╔══

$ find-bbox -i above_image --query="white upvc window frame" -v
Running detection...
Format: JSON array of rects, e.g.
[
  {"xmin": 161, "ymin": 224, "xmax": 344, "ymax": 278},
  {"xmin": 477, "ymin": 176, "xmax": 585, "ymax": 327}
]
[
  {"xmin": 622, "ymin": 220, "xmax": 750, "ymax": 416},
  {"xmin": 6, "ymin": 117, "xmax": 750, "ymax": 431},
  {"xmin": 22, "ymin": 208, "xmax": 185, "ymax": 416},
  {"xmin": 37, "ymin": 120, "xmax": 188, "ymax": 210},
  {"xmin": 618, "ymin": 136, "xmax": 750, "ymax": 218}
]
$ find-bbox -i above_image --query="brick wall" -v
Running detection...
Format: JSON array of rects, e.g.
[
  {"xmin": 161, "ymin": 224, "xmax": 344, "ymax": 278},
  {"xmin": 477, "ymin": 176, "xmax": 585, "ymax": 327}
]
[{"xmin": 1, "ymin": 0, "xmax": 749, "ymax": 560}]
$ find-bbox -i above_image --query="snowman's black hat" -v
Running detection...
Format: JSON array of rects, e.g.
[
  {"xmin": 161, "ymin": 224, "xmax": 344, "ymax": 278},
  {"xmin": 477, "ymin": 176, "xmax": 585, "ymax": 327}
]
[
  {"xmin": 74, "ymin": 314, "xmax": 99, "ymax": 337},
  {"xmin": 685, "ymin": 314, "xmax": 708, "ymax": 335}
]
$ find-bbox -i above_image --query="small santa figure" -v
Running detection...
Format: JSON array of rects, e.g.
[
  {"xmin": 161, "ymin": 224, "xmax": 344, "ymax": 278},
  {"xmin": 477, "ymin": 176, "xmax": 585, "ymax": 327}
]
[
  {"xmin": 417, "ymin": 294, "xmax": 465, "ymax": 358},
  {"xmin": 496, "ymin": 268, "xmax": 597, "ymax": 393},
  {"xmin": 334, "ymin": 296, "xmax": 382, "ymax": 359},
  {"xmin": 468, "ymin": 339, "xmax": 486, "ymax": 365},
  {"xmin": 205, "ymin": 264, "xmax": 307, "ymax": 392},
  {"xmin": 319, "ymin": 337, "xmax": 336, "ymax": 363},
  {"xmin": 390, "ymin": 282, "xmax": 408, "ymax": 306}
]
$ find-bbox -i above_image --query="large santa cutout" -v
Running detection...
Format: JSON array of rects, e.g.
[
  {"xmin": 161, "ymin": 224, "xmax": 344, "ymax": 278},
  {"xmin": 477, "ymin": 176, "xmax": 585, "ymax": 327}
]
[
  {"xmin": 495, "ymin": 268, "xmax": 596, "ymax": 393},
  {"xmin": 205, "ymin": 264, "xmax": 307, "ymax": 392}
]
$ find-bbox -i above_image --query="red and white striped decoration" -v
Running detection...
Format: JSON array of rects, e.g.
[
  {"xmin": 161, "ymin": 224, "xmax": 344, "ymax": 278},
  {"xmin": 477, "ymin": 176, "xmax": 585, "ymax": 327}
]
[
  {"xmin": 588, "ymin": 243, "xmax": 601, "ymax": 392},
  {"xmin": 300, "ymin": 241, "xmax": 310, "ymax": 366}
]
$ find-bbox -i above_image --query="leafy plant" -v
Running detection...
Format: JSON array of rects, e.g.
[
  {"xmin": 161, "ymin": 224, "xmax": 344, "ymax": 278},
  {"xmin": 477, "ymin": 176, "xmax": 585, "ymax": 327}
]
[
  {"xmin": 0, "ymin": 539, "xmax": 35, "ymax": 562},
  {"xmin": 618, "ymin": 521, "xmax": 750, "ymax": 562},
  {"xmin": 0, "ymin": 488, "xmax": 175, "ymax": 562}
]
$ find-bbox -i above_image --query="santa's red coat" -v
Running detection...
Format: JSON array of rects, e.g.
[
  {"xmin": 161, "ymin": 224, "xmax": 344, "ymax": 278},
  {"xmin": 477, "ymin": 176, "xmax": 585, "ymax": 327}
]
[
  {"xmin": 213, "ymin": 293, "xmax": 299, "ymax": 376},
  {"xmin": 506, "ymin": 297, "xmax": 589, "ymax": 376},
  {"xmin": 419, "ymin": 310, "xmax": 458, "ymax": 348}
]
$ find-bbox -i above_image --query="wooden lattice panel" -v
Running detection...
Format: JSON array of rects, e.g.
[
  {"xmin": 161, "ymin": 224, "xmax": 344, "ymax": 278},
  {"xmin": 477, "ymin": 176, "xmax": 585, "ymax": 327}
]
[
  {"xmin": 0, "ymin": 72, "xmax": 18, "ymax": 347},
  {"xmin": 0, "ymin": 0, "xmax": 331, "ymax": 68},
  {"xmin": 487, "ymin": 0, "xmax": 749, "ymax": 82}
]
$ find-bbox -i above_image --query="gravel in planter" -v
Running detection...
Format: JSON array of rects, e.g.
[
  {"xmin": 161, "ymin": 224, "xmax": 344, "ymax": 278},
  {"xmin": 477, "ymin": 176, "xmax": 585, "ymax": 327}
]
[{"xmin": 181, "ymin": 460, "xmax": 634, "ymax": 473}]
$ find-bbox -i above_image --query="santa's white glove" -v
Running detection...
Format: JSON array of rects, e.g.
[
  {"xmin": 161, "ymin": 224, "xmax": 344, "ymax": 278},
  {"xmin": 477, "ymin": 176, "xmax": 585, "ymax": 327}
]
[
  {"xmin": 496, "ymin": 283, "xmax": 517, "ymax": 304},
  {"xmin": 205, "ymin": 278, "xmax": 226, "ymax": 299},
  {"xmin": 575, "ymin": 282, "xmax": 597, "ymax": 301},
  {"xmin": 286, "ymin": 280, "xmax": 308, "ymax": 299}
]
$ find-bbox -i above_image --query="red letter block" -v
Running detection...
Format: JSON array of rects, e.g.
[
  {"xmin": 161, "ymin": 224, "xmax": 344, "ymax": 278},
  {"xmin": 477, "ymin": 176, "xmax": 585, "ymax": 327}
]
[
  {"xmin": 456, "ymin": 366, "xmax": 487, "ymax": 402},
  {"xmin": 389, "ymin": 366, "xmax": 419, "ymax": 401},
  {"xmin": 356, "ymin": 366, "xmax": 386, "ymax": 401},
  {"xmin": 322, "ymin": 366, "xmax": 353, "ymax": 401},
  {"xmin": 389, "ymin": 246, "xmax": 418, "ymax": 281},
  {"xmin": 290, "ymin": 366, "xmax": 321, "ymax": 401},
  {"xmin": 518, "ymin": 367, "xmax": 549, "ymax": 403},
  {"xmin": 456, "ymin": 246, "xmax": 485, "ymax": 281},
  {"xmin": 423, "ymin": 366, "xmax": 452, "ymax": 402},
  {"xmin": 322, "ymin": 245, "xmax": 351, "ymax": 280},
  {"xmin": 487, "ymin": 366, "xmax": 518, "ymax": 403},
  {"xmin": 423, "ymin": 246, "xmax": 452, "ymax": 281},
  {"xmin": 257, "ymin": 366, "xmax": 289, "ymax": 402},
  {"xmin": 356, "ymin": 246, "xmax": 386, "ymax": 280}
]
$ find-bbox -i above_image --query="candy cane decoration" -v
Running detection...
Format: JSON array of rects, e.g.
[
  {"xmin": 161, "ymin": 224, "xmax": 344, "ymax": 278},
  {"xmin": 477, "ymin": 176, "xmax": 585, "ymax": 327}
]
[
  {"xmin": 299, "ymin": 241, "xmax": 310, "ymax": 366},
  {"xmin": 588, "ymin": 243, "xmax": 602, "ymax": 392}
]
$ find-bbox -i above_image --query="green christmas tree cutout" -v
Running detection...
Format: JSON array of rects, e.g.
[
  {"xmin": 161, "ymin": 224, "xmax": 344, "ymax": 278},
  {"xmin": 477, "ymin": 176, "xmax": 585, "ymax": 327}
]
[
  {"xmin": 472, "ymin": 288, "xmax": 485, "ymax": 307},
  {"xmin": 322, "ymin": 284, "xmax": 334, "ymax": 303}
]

╚══

◆ ACTIVITY ◆
Would you count the lines in the data that contain "santa" and answer with only the number?

◆ SOLUTION TO THIS EXERCISE ◆
4